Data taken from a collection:
[Start]

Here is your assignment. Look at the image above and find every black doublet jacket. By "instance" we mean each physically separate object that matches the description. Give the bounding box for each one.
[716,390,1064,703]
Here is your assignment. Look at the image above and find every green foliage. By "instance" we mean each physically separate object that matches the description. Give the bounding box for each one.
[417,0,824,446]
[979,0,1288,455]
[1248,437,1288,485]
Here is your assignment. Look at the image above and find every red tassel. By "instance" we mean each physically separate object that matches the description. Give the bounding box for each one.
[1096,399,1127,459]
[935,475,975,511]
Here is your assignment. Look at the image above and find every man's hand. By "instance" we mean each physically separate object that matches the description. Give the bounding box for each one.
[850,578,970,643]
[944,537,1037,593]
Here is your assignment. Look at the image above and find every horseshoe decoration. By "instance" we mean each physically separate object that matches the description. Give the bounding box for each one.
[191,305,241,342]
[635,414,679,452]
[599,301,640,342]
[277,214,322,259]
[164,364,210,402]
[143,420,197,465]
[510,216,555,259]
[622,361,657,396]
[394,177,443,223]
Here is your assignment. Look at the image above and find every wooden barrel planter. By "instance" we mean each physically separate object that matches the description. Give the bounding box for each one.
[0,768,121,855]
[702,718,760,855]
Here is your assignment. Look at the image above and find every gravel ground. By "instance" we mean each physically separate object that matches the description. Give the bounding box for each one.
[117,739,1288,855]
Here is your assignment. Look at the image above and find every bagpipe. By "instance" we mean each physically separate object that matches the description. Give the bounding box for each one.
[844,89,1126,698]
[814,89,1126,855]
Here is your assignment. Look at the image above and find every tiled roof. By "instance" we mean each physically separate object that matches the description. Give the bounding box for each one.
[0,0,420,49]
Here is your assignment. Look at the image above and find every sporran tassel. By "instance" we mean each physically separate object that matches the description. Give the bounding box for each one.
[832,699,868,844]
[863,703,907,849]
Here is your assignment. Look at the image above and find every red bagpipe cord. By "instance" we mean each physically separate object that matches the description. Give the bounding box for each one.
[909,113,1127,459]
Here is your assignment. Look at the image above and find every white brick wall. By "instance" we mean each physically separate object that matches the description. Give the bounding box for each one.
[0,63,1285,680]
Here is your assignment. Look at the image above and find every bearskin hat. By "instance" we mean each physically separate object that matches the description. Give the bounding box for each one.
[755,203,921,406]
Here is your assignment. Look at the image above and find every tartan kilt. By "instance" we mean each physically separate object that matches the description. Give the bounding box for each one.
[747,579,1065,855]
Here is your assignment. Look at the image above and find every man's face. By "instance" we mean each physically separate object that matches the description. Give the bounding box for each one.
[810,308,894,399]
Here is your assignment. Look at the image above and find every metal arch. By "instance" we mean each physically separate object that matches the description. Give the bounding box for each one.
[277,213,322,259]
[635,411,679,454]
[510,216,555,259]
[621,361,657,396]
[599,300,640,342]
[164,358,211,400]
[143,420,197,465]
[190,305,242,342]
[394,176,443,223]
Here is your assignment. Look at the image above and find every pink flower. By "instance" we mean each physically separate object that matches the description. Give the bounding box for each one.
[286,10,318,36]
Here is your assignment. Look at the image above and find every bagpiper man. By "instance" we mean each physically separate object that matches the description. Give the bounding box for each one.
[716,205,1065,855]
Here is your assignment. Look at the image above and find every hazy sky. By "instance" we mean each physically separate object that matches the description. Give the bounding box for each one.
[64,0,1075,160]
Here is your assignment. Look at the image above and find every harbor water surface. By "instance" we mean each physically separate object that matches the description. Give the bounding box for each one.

[End]

- **WHAT THIS TASK INVOLVES**:
Please convert all of the lines above into a Markdown table with two columns, Row and Line, giving each line its row number and skipping any blank lines.

- **RESULT**:
| Row | Line |
|---|---|
| 1 | Here is your assignment. Look at the image above and find every black doublet jacket. By "instance" we mean each physically separate object that matches the description. Give the bounding box for each one. |
| 2 | [716,390,1064,703] |
| 3 | Here is your assignment. Look at the image above and find every green foliage. By "instance" we mean each physically separate object that matches the description. Give the bounding box for each one. |
| 4 | [417,0,824,446] |
| 5 | [979,0,1288,455] |
| 6 | [1248,437,1288,485] |
| 7 | Here is your assignment. Look at the image above and find every red tassel. By "instance" we mean each physically separate object that matches the description. Give the bounding box for each one. |
| 8 | [1096,399,1127,459] |
| 9 | [935,475,975,511] |
| 10 | Here is your assignment. Look at the image above and find every man's hand. By "instance" we mean each physically separate object that matches the description. Give the bounding box for each one. |
| 11 | [850,578,970,643] |
| 12 | [944,537,1037,593] |
| 13 | Here is your assignment. Look at the image above and find every horseshoe decoration. By "instance" we mean each physically separate object that matches the description. Give the bounding box for each one. |
| 14 | [191,305,241,342] |
| 15 | [635,414,679,452] |
| 16 | [599,301,640,342] |
| 17 | [277,214,322,259] |
| 18 | [164,364,210,402] |
| 19 | [143,420,197,465] |
| 20 | [510,216,555,259] |
| 21 | [622,361,657,396] |
| 22 | [394,177,443,223] |
| 23 | Here is your assignment. Look at the image above and find every wooden barrel planter. By "instance" we mean each physically separate object that matches the description. Give the bounding box for each one. |
| 24 | [0,768,121,855] |
| 25 | [702,718,760,855] |
| 26 | Here is your assignment. Look at the image above and find every gravel ground. By "instance" we mean each physically separate object that matches the description. Give the bounding box for each one. |
| 27 | [117,739,1288,855] |
| 28 | Here is your assignment. Look at the image above and find every bagpipe. By "instance" we mean each physically separate object that matches the description. Give the bounding box for each one. |
| 29 | [844,89,1126,698] |
| 30 | [814,89,1126,855] |
| 31 | Here is your assignment. Look at the image above and find every tiled roof. By "instance" we mean each physically separate object that matches the description. Give the bounding box for each one. |
| 32 | [0,0,420,49] |
| 33 | Here is your assignment. Look at the image above and find every sporran tassel. By "instance" we mean each physically separate object that matches the description. Give the bounding box for each one. |
| 34 | [832,699,868,844] |
| 35 | [863,703,907,849] |
| 36 | Here is your assignment. Look at the image above and find every red bagpipe cord. By "instance" we mean each physically separate object that matches the description. Give the bounding box for each one. |
| 37 | [909,113,1127,459] |
| 38 | Here is your assignment. Look at the image above and find every white brick wall. By "instance" we mean each physically separate object that matches the description. Give the bounding box for each one. |
| 39 | [0,63,1285,680] |
| 40 | Here is your assignment. Look at the image above and find every bearskin hat. By "instance" we mean each physically separate object that matches the description. Give the bounding box for each one. |
| 41 | [755,203,921,406] |
| 42 | Here is your assignment. Look at the image above and find every tartan kilt. By "instance" we mean each physically separate object that matches the description. Give the bounding box for each one. |
| 43 | [747,579,1065,855] |
| 44 | Here is your assignment. Look at the image above and find every man's face. By "instance" we mean each physically separate object that matches the description. Give the bounding box for each one. |
| 45 | [810,308,894,399] |
| 46 | Here is your assignment. Look at the image above and find every metal arch. By "instance" we mean each physically separate object that matches the description. Give the bounding box for each one. |
| 47 | [277,213,322,259] |
| 48 | [635,411,679,454] |
| 49 | [510,216,555,259] |
| 50 | [621,361,657,396] |
| 51 | [599,300,640,342] |
| 52 | [164,358,211,400] |
| 53 | [143,420,197,465] |
| 54 | [190,305,242,342] |
| 55 | [394,176,443,223] |
| 56 | Here is your assignment. Look at the image above and find every pink flower. By "instance" we mean each physically separate object that matches the description. Give the bounding box for each one. |
| 57 | [286,10,318,36] |
| 58 | Here is your assignment. Look at the image above and find every bagpiper man. By "instance" we mean each physically separate object that matches the description. Give the bounding box for each one. |
| 59 | [716,205,1065,855] |
| 60 | Here is your assignment. Look at the image above and find every hazy sky. By "instance" we mean each physically separate object that matches the description. Give the bounding box for each one. |
| 61 | [64,0,1075,160] |
| 62 | Here is your assignment. Look at the image above and find every harbor water surface. By "instance" we mean each physically separate object that matches the description. Give the bounding box for each one. |